WORK TASK: No images, please. Copy each entry below exactly as it reads.

DATA EXCERPTS:

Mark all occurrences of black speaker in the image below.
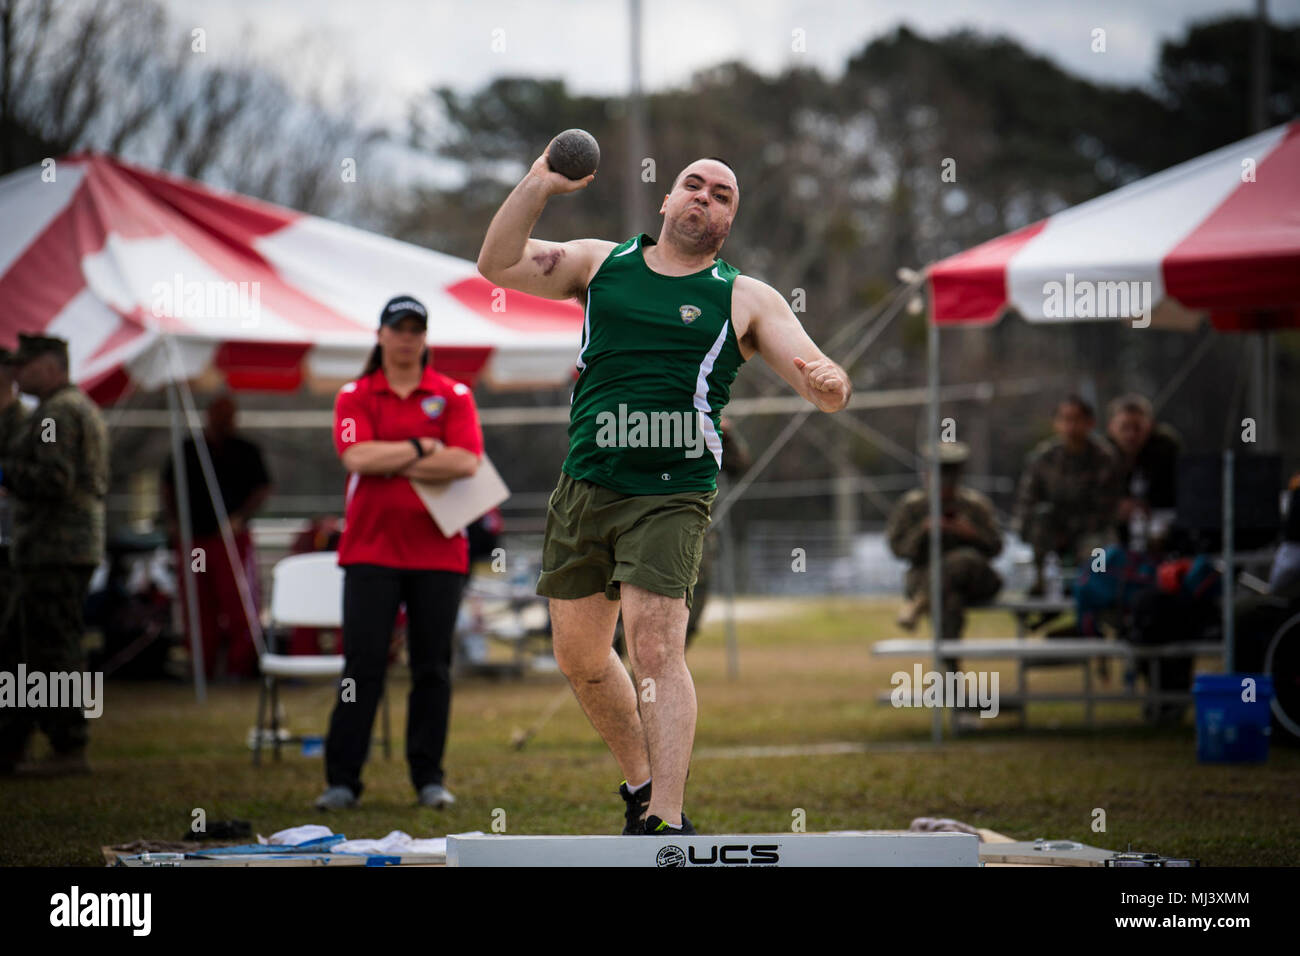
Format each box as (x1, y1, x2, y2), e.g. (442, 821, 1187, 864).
(1177, 452, 1280, 528)
(1176, 453, 1281, 551)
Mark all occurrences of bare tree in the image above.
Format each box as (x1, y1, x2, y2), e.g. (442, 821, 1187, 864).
(0, 0, 382, 221)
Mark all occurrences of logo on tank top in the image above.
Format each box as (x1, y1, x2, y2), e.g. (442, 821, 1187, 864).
(679, 304, 701, 325)
(421, 395, 446, 419)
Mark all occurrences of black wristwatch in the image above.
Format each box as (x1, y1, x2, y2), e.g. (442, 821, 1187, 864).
(410, 438, 425, 459)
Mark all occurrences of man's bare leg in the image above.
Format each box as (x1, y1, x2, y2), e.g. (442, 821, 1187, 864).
(621, 583, 693, 826)
(549, 593, 650, 786)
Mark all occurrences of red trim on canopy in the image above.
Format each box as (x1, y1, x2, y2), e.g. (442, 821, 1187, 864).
(0, 153, 590, 399)
(926, 221, 1047, 325)
(1163, 124, 1300, 314)
(83, 366, 133, 406)
(214, 341, 310, 391)
(926, 123, 1300, 332)
(446, 276, 585, 333)
(429, 346, 493, 387)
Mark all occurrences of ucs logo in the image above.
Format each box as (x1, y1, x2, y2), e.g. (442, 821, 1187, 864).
(655, 844, 780, 866)
(656, 845, 686, 867)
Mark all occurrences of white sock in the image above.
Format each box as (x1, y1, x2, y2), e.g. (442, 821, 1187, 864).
(627, 777, 651, 795)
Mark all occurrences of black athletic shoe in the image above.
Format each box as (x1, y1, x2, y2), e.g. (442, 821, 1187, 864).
(619, 780, 652, 834)
(642, 813, 696, 836)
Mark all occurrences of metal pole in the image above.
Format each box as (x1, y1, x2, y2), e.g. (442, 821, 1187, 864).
(1263, 332, 1275, 452)
(167, 379, 207, 704)
(1252, 0, 1269, 135)
(624, 0, 648, 240)
(1252, 3, 1274, 453)
(171, 368, 267, 659)
(1223, 449, 1235, 671)
(928, 305, 944, 744)
(1251, 335, 1270, 451)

SOLUTION:
Mark all occurrences of black speaker in the image below.
Format each box as (x1, y1, x2, y2), e.g. (442, 821, 1187, 864).
(1177, 452, 1280, 528)
(1176, 453, 1281, 551)
Mark all occurrences of bare tree in the image above.
Format each box as (x1, y1, x2, y2), e.g. (442, 821, 1187, 864).
(0, 0, 382, 221)
Mark all occurrences of logo on tank top in the image above.
Format each box as (x1, y1, x2, y2), e.g. (442, 821, 1187, 864).
(679, 304, 701, 325)
(421, 395, 446, 419)
Mark all occurrences of black wristwatch in the image above.
Format each box as (x1, y1, x2, y2), e.g. (442, 821, 1187, 864).
(410, 438, 425, 459)
Mark all occurrences of man's bare leg in the image above.
Format each box as (x1, y1, x2, y2), e.g. (442, 821, 1187, 864).
(621, 583, 693, 826)
(549, 593, 650, 786)
Mark all occurrences of red trim on canopy in the image above.
Format each box as (x1, y1, x2, y2), e.g. (442, 821, 1187, 864).
(0, 153, 590, 399)
(926, 221, 1047, 325)
(1163, 124, 1300, 314)
(83, 366, 133, 406)
(214, 341, 310, 391)
(926, 123, 1300, 332)
(446, 276, 585, 333)
(429, 346, 493, 387)
Mark all occurrences of ucs logo in the image above.
Format each box as (x1, y1, x2, y2), e.g. (442, 821, 1187, 864).
(655, 844, 780, 866)
(656, 845, 686, 867)
Mark all occurrences of white sock in the image above.
Format each box as (x1, y1, x2, y2), e.g. (442, 821, 1187, 864).
(627, 777, 651, 795)
Mark all occurrences of black athletic shoe in the image above.
Format each box as (x1, y1, x2, y2), e.g. (442, 821, 1187, 864).
(619, 780, 652, 834)
(642, 813, 696, 836)
Mark all occurrences of metal pole in the image above.
Format each box as (x1, y1, x2, y2), e.g. (442, 821, 1187, 864).
(1263, 332, 1275, 452)
(167, 379, 207, 704)
(1252, 0, 1269, 135)
(624, 0, 648, 240)
(1252, 3, 1274, 453)
(171, 368, 267, 659)
(1223, 449, 1235, 671)
(928, 305, 944, 744)
(1251, 335, 1270, 451)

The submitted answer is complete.